» **WHAT THE TASK ASKS**
Arrange the lines of the data below into a numbered list, starting at the line that contains "Practice. Place a point on every instance of the black patent" and continuing through the final line. Leave out any blank lines.

Object location annotation data:
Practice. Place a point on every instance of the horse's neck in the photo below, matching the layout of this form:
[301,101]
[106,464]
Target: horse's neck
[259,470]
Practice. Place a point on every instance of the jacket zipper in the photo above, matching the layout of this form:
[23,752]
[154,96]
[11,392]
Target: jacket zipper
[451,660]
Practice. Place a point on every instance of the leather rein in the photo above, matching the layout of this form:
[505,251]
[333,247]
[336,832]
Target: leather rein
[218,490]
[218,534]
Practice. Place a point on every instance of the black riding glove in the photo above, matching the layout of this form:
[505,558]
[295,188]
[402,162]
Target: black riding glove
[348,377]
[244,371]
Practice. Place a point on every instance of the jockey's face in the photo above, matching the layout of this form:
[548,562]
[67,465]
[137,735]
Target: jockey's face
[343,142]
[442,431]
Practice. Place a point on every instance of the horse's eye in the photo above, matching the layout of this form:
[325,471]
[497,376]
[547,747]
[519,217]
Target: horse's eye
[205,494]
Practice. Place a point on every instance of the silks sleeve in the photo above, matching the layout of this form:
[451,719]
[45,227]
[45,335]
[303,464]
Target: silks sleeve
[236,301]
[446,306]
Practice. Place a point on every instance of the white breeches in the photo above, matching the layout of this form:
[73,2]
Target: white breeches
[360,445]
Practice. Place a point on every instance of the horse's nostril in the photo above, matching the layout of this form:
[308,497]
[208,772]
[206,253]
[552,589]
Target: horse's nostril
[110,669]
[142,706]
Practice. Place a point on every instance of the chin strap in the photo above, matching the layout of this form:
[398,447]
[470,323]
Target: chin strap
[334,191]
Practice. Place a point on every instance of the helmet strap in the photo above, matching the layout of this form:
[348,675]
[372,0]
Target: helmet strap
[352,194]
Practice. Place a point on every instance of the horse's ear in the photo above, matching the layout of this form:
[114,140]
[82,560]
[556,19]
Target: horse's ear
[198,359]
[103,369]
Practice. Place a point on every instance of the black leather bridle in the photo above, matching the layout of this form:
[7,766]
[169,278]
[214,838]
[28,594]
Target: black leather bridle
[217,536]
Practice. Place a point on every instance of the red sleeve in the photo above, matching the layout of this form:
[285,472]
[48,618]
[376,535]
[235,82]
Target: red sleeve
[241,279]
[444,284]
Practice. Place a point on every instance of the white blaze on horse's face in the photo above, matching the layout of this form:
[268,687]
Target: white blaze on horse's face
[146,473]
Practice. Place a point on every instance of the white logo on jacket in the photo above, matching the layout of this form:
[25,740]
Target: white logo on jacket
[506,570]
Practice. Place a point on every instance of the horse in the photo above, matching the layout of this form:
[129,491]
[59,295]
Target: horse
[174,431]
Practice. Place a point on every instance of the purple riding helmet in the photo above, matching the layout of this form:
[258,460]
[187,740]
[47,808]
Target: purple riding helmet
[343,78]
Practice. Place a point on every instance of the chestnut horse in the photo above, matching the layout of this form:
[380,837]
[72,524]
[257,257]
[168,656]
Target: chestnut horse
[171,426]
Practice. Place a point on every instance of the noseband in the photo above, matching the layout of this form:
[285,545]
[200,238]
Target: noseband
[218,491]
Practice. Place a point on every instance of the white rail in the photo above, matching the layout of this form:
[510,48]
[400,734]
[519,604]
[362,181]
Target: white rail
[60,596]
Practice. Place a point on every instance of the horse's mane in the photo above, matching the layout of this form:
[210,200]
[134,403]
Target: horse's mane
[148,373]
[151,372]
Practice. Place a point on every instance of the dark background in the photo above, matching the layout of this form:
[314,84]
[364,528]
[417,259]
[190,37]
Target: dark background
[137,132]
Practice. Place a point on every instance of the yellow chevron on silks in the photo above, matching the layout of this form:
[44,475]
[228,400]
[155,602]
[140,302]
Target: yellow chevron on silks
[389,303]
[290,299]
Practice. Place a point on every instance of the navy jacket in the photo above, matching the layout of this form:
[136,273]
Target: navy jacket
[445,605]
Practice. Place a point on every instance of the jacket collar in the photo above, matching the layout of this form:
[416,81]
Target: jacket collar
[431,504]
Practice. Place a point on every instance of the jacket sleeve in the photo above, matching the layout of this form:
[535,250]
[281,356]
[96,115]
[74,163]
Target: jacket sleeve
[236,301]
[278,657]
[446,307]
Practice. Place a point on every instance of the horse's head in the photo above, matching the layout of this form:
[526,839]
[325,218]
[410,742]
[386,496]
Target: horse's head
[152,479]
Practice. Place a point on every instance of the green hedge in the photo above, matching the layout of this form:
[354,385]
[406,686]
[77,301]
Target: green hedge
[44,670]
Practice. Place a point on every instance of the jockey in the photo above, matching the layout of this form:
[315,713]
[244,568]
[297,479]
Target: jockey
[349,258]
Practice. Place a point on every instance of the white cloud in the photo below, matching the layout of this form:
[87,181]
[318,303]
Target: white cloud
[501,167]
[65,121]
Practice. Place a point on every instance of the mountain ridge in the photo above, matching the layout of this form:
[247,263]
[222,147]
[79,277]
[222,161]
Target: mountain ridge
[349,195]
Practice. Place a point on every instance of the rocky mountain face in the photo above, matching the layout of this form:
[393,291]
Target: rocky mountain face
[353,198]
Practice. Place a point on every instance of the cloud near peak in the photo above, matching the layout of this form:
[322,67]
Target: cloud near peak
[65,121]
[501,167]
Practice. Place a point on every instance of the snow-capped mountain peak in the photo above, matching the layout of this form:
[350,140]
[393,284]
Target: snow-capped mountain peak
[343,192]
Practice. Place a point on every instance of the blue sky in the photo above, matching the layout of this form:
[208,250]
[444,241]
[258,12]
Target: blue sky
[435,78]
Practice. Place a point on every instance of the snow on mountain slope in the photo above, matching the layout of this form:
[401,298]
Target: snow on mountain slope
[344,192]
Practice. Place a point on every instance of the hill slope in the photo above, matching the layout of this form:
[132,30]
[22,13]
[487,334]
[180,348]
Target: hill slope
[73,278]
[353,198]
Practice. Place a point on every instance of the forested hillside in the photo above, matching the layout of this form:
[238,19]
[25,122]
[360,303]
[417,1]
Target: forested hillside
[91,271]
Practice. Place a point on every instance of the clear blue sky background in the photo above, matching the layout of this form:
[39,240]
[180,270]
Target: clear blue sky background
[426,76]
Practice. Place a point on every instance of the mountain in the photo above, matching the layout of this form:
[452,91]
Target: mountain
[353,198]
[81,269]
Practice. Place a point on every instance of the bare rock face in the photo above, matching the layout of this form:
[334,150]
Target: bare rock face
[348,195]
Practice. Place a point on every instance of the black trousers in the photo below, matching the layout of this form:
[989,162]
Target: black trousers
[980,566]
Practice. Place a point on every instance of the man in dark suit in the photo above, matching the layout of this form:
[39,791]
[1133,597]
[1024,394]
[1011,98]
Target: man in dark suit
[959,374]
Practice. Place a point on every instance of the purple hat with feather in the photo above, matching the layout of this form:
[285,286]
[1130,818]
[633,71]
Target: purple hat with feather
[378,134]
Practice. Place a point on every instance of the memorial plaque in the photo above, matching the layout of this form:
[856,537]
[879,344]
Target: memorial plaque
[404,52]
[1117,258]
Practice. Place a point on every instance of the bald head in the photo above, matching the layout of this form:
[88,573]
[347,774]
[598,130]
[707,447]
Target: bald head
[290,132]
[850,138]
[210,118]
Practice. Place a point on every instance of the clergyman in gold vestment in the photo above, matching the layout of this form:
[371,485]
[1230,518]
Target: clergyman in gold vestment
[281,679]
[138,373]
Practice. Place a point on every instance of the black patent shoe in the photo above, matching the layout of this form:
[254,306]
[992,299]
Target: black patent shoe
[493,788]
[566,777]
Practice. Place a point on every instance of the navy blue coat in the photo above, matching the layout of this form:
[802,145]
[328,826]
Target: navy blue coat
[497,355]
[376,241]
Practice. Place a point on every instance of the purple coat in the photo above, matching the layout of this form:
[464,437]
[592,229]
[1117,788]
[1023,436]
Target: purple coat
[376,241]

» **EXERCISE SOLUTION**
1. Practice. Place a point on every instance of the black patent shoe in the photo above, matching the layout of this form:
2. [254,306]
3. [992,299]
4. Target: black patent shoe
5. [493,788]
6. [566,777]
7. Practice. Place a point on every instance of the navy blue coat in the photo above, matching the layout of this form:
8. [802,145]
9. [328,826]
10. Target: navy blue coat
11. [497,355]
12. [376,241]
13. Practice. Place a point on every instance of the purple coat in the photo above, matching the layout of this form:
14. [464,437]
15. [592,229]
16. [1117,788]
17. [1023,436]
18. Target: purple coat
19. [376,241]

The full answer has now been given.